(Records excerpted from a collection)

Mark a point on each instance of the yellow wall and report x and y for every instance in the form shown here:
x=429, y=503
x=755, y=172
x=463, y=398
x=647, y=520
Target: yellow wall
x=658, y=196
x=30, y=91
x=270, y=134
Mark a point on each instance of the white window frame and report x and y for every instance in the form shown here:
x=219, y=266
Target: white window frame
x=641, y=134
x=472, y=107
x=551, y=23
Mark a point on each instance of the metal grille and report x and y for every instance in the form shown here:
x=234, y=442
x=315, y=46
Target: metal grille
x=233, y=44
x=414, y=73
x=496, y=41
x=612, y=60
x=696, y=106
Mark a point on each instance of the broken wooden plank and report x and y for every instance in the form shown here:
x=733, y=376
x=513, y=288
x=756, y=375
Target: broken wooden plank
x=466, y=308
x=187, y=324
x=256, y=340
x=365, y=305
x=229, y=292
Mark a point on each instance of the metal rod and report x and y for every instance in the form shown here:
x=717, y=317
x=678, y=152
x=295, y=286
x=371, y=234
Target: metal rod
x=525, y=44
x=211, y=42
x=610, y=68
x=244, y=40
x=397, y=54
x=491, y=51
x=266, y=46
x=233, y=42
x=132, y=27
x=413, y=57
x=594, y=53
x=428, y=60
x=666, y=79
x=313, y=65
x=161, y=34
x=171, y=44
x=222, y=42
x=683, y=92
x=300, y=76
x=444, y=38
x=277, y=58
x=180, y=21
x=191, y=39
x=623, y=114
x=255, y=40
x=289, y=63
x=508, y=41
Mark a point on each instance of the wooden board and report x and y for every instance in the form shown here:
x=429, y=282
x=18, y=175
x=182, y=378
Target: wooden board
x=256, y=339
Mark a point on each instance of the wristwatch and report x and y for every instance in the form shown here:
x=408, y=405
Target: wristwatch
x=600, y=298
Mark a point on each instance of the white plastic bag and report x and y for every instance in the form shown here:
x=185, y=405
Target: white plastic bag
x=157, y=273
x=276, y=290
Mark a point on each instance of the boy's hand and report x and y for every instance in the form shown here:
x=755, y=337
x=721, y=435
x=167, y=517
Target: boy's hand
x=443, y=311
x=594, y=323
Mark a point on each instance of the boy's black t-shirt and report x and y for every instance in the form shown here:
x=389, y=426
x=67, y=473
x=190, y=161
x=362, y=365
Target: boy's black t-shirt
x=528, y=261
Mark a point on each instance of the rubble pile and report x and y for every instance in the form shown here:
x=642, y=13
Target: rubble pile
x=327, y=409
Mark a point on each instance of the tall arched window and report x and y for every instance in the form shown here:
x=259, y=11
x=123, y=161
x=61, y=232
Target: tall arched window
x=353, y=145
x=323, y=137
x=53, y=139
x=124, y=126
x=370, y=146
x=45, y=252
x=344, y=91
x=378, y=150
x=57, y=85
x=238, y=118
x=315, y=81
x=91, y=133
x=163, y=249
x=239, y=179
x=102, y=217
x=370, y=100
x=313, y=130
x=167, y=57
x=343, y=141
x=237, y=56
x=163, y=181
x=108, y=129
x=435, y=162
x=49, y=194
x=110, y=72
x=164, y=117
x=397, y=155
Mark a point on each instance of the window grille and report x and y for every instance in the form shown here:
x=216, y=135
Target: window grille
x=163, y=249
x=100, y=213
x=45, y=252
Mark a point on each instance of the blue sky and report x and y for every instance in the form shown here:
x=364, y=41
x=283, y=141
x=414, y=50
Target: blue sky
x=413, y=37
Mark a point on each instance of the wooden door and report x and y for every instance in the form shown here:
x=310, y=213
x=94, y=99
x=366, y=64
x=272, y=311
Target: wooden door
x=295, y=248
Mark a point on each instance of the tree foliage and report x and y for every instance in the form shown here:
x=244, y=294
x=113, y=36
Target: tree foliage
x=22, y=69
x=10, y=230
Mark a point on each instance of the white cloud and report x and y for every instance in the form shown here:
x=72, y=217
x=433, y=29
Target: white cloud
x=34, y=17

## WORK TASK
For the records above, restate every line word for word.

## REPLY
Mark a point on each instance of the yellow wall and report x and y for every instance in the form shown here:
x=429, y=503
x=755, y=172
x=463, y=398
x=647, y=520
Target: yellow wall
x=658, y=196
x=30, y=91
x=270, y=134
Mark a point on each instance of the white window frame and report x and y for every instance in the form shown here:
x=219, y=266
Target: white window frame
x=641, y=134
x=472, y=107
x=551, y=23
Mark a point on each instance of the metal grille and report x and y for every instance in the form shown here:
x=234, y=442
x=315, y=46
Target: metal grille
x=233, y=44
x=414, y=73
x=496, y=41
x=612, y=60
x=696, y=106
Mark a point on each instance of the broken wooden plank and report x and y for every instance in the form shown here:
x=733, y=376
x=513, y=288
x=756, y=375
Target: broken wooden plank
x=466, y=308
x=187, y=324
x=256, y=340
x=365, y=305
x=229, y=292
Mark a point on each instance of the metal rod and report x and y for every instance in the form shown here:
x=717, y=317
x=678, y=152
x=295, y=286
x=371, y=234
Target: metal rod
x=525, y=44
x=211, y=42
x=610, y=68
x=244, y=40
x=397, y=54
x=491, y=51
x=266, y=46
x=233, y=42
x=132, y=27
x=413, y=57
x=594, y=53
x=428, y=60
x=666, y=79
x=313, y=65
x=161, y=34
x=171, y=44
x=222, y=42
x=683, y=92
x=300, y=76
x=444, y=38
x=277, y=58
x=180, y=21
x=191, y=39
x=623, y=114
x=255, y=40
x=289, y=63
x=508, y=41
Mark a point on each instance of the wooden board and report x and y for every instance in the form shown here:
x=429, y=282
x=18, y=175
x=182, y=378
Target: wooden board
x=256, y=339
Mark a point on each instance of the wristwatch and report x and y for every instance in the form shown here:
x=408, y=405
Target: wristwatch
x=600, y=298
Mark a point on each instance of the white plastic bag and report x and y for every instance in the form shown here:
x=185, y=405
Target: white plastic bag
x=157, y=273
x=276, y=290
Mark a point on each instance of the boy's hand and report x and y for every instance in the form shown here:
x=755, y=337
x=721, y=435
x=167, y=517
Target: boy's hand
x=443, y=311
x=594, y=323
Mark a point on each instance of the boy's black t-shirt and report x and y for every instance in the form shown here:
x=389, y=426
x=67, y=473
x=190, y=161
x=362, y=365
Target: boy's black t-shirt
x=528, y=261
Mark a point on each instance of the rubble pile and report x and y for every instance in the form shown here:
x=642, y=13
Target: rubble pile
x=327, y=409
Mark a point on each instance of the tall arched window and report x and y for every instance in the form shown here:
x=259, y=11
x=123, y=161
x=61, y=232
Target: tall arched window
x=353, y=145
x=323, y=137
x=53, y=139
x=124, y=126
x=370, y=146
x=45, y=252
x=344, y=91
x=378, y=150
x=57, y=85
x=238, y=118
x=315, y=81
x=91, y=133
x=163, y=249
x=239, y=179
x=102, y=217
x=370, y=100
x=313, y=130
x=167, y=57
x=343, y=141
x=237, y=56
x=163, y=181
x=108, y=129
x=435, y=162
x=49, y=194
x=110, y=72
x=164, y=117
x=397, y=155
Mark a point on each instance of the window grille and report x and y for every instance in the form shown here:
x=216, y=135
Target: window grille
x=163, y=249
x=100, y=213
x=45, y=252
Mark a point on each instance of the blue sky and report x and y for every instance in the form shown here:
x=364, y=41
x=283, y=141
x=414, y=50
Target: blue sky
x=413, y=37
Mark a point on each instance of the wooden door and report x and y for every instance in the form shown here:
x=310, y=213
x=94, y=99
x=366, y=64
x=272, y=311
Target: wooden door
x=295, y=248
Mark a point on each instance of the tree foliage and report x and y for every instance in the form shown here:
x=244, y=294
x=113, y=36
Target: tree foliage
x=22, y=69
x=10, y=230
Mark a point on each instance of the white cloud and report x and y for every instance in the form shown here:
x=72, y=217
x=433, y=29
Target: white cloud
x=34, y=17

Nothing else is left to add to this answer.